YOUR ASSIGNMENT: Please restate the part of the passage on exhausting prison grievance remedies that begins with "Plaintiff's October 4, 2010" and ends with "informal grievance procedure.", changing "Defendants" to "Respondents" throughout.

PASSAGE PROVIDED:
━━━━━━━━━━━━━━━━━━━━━━━━━━━━━━
A prisoner is not obligated to demonstrate on the face of his complaint that he has exhausted his administrative remedies. Jones v. Bock, 549 U.S. 199 (2007). However, defendants can raise failure to exhaust as an affirmative defense, and an inmate plaintiff, if challenged, bears the burden of establishing that all administrative avenues for redressing the grievance have been pursued. Brown v. Toombs, 139 F.3d 1102, 1104 (6
Here, the defendants comprise Gary Mohr, William Eleby, Robin Knab, Paul Arledge, Theresa Magill, Lt. Tammy Smith, Sgt. Rick Branham, and Rob Jeffreys. They argue that Plaintiff did not exhaust his administrative remedies with respect to Defendants Mohr, Eleby, Arledge, Magill, Smith, Branham, and Jeffreys, as he did not mention any of these persons or details concerning their alleged wrongdoing in any informal complaints. Although Plaintiff argues in his memorandum contra that these persons were either conspirators to arrange for his death or failed to take adequate steps to protect him, he does not rebut Defendants' argument that he failed to file informal grievances against them and to otherwise pursue his administrative remedies.
The PLRA does not itself require that an inmate must have identified each defendant specifically in his grievances. Jones, 549 U.S. at 217-18. However, it does mandate that inmates must "complete the administrative review process in accordance with the applicable procedural rules". Woodford v. Ngo, 548 U.S. 81, 88 (2006). In Ohio, an inmate grievance "must contain specific information; dates, times, places, the event giving rise to the complaint and, if applicable, the name or names of personnel involved". O.A.C. §5120-9-31(K). Plaintiff's grievances here therefore did not meet Ohio standards to adequately exhaust his administrative remedies, where they made no reference at all to these defendants' participation in attempts to harm or retaliate against him. Accordingly, summary judgment would be properly granted with respect to Defendants Mohr, Eleby, Arledge, Magill, Smith, Branham, and Jeffreys.
Plaintiff's October 4, 2010 informal grievance mentioned his allegations that CCI Warden Knab had "conspired with her designees approving a Level 3 increase and transfer to [a Level 3] facility... because of retaliation for complaints concerning my life". (Doc. 39-1 at 4.) Defendants concede that "[i]f interpreted in a light most favorable to Plaintiff, it would at most show he administratively exhausted his claim as to Defendant Knab." However, Defendants argue, Plaintiff failed to comply with O.A.C. §5120-9-31(M), which provides that grievances against the warden must be filed directly with the office of the chief inspector. Furthermore, they argue, Plaintiff's grievance states that his real complaint is with his reclassification to Level 3, and appeals to inmate classifications do not proceed through the informal grievance procedure.
━━━━━━━━━━━━━━━━━━━━━━━━━━━━━━
INFORMATION:
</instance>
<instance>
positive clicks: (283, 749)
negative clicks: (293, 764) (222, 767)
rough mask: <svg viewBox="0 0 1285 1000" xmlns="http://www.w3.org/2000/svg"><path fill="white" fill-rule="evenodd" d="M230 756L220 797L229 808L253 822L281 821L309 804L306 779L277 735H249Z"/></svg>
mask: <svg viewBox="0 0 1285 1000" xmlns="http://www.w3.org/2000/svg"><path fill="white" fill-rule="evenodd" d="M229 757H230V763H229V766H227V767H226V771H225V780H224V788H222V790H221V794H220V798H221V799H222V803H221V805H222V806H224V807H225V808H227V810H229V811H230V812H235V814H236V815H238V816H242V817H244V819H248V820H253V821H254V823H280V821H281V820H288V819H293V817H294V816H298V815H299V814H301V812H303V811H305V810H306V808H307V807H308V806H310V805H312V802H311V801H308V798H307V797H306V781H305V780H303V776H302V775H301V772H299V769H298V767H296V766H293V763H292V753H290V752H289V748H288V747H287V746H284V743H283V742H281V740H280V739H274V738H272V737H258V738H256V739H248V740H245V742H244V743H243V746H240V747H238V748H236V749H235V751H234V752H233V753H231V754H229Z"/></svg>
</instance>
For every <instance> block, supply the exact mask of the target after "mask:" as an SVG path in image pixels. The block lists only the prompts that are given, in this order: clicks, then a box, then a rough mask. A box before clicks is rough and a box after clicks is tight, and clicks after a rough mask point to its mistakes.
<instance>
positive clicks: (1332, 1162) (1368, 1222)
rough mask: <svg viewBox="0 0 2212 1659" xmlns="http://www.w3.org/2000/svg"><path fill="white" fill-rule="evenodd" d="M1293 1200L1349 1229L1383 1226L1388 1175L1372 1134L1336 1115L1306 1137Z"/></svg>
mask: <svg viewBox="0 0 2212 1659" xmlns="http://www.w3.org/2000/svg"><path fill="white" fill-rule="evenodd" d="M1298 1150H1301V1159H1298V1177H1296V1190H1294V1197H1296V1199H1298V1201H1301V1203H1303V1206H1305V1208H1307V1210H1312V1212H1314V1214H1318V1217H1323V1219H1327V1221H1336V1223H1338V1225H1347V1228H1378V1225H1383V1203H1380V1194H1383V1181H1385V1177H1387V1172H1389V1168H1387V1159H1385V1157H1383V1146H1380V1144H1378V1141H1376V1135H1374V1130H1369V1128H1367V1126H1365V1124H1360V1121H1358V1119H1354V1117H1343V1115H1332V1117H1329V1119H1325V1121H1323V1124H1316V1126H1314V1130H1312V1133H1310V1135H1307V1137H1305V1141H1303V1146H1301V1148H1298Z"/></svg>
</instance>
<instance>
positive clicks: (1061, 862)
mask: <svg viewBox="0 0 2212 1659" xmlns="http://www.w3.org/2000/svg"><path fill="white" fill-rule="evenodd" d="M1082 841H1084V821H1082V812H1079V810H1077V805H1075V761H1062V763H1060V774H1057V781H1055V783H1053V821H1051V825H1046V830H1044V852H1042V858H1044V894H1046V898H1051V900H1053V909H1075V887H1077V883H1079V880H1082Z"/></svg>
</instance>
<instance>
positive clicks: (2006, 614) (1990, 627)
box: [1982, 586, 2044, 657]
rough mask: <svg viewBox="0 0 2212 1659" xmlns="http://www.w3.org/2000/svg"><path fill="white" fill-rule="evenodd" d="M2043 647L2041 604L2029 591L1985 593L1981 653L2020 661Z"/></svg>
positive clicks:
━━━━━━━━━━━━━━━━━━━━━━━━━━━━━━
EXPECTED ANSWER:
Plaintiff's October 4, 2010 informal grievance mentioned his allegations that CCI Warden Knab had "conspired with her designees approving a Level 3 increase and transfer to [a Level 3] facility... because of retaliation for complaints concerning my life". (Doc. 39-1 at 4.) Respondents concede that "[i]f interpreted in a light most favorable to Plaintiff, it would at most show he administratively exhausted his claim as to Defendant Knab." However, Respondents argue, Plaintiff failed to comply with O.A.C. §5120-9-31(M), which provides that grievances against the warden must be filed directly with the office of the chief inspector. Furthermore, they argue, Plaintiff's grievance states that his real complaint is with his reclassification to Level 3, and appeals to inmate classifications do not proceed through the informal grievance procedure.